* **Your objective**: Go through the entries below and pull out every line that contains the word "shingle". Copy each of those lines in full.
"""
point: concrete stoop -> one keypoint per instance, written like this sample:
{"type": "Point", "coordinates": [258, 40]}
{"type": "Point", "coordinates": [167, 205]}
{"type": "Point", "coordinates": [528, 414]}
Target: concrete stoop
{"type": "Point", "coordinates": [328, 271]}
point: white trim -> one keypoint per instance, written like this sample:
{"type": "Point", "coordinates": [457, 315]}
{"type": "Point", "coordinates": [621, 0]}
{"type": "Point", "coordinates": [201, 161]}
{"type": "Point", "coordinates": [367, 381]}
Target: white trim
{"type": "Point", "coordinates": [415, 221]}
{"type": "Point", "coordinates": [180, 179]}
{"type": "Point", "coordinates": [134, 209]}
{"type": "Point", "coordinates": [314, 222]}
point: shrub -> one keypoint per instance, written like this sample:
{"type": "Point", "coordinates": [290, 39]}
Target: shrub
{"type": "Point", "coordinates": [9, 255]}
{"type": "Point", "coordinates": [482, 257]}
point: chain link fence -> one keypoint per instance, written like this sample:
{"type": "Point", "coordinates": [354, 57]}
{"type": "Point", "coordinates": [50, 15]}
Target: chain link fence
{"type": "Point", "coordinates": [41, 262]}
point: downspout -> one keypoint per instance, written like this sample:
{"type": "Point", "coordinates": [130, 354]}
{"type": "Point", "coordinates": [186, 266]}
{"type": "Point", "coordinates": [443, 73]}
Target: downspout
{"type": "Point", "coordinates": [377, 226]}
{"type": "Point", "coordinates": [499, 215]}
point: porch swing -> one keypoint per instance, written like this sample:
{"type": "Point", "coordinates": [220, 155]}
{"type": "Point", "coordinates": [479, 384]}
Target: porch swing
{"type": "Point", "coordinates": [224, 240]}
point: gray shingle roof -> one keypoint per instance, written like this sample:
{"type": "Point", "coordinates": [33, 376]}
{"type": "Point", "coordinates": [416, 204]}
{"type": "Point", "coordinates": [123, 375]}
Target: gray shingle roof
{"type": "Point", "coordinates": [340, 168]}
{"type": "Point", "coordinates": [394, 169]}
"""
"""
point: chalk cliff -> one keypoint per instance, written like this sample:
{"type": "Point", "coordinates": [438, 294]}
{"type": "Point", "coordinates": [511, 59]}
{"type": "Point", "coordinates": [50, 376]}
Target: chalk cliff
"""
* **Result below**:
point: gray shingle roof -> one keypoint per instance, written like this sample:
Target: gray shingle roof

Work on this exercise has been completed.